> _Exercise prompt_
The entries below contain a stretch that opens with the line containing "target | silver car" and closes with the line containing "target | bird reflection"; set down that stretch exactly, both ends included, and nothing else.

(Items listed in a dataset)
━━━━━━
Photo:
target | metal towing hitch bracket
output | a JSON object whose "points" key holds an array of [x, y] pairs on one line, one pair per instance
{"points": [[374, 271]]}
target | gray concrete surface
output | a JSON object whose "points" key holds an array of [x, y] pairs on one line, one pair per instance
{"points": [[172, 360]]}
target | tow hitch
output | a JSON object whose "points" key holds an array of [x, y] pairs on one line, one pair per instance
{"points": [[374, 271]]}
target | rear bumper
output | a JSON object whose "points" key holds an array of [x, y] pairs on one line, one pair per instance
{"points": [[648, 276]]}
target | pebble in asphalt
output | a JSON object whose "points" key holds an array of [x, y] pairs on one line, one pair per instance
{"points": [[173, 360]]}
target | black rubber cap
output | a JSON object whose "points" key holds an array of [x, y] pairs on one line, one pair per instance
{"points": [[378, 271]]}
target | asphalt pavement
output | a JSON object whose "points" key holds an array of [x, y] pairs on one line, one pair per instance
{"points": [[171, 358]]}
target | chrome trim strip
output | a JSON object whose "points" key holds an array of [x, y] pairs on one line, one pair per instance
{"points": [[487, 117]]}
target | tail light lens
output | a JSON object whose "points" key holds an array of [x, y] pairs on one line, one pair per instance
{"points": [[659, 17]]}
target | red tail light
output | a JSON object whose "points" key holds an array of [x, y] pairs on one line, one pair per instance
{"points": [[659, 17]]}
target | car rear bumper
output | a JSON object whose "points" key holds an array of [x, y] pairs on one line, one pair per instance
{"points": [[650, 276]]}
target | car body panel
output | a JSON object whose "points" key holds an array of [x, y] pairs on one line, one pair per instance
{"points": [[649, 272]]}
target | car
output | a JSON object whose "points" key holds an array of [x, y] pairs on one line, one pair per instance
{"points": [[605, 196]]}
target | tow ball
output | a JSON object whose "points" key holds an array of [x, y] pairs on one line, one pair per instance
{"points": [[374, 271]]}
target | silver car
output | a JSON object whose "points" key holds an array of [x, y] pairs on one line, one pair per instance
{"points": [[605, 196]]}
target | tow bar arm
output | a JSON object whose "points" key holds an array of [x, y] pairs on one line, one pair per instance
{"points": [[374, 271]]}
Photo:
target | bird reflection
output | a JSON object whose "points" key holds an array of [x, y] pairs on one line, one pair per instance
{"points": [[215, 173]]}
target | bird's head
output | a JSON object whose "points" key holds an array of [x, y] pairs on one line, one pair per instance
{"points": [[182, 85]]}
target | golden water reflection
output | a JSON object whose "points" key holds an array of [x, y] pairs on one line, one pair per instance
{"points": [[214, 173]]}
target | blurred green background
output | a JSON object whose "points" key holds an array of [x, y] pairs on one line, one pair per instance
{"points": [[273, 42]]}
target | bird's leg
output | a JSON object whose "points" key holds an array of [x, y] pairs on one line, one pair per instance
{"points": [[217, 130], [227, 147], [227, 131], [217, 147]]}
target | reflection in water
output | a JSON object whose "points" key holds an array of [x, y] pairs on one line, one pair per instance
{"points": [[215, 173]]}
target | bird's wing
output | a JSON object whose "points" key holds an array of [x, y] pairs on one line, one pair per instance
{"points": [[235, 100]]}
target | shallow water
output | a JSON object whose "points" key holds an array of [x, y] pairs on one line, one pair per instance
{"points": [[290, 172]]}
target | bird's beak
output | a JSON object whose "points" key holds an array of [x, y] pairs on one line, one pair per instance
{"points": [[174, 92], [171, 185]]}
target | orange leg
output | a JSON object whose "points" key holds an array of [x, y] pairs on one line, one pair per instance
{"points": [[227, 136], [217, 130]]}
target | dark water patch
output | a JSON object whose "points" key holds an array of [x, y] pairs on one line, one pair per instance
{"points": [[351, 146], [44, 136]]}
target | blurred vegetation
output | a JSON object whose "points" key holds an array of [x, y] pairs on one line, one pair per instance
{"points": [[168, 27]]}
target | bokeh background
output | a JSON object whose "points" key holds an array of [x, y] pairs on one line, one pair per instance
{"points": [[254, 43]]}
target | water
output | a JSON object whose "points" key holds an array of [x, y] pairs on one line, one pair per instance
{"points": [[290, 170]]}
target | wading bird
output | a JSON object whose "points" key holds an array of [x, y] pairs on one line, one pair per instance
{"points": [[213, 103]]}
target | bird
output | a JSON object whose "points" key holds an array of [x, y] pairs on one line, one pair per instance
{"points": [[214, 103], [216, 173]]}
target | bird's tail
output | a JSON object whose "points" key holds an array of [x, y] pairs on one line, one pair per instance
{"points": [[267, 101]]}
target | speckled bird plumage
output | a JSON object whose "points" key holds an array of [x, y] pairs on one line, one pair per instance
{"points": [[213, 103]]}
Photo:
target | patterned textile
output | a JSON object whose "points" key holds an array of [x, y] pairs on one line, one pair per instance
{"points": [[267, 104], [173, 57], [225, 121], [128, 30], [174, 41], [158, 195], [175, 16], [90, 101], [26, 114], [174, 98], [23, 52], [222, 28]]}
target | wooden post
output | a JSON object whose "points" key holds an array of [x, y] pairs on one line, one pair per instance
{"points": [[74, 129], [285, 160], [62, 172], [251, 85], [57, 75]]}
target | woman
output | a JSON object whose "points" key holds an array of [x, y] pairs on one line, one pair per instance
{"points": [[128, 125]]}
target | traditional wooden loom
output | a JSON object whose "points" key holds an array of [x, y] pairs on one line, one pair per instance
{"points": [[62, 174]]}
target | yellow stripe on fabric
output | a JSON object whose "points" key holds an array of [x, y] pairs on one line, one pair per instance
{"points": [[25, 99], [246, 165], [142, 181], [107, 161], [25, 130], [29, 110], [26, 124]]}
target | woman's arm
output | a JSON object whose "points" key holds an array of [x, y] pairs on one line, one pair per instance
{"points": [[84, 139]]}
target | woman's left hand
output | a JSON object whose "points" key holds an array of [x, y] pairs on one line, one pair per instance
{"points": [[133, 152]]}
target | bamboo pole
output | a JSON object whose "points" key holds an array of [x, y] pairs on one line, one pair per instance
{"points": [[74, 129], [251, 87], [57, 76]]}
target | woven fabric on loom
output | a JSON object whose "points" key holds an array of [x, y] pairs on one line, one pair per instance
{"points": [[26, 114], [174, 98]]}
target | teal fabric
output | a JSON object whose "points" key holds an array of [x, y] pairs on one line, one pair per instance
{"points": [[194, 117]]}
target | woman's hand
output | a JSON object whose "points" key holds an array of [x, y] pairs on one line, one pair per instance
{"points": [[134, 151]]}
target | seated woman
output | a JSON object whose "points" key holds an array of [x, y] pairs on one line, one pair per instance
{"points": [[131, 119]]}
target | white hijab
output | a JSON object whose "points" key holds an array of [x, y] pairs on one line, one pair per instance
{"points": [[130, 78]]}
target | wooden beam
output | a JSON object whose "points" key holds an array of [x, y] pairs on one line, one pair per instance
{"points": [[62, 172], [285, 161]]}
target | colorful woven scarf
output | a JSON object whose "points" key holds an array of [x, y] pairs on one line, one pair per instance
━━━━━━
> _Your response_
target | silver car
output | a JSON object whose "points" key holds an array of [x, y] pairs on one line, one pair per instance
{"points": [[605, 196]]}
target | tow bar arm
output | a JSON object whose "points" key holds an array of [x, y] pairs on one line, one pair per instance
{"points": [[374, 271]]}
Photo:
target | bird reflection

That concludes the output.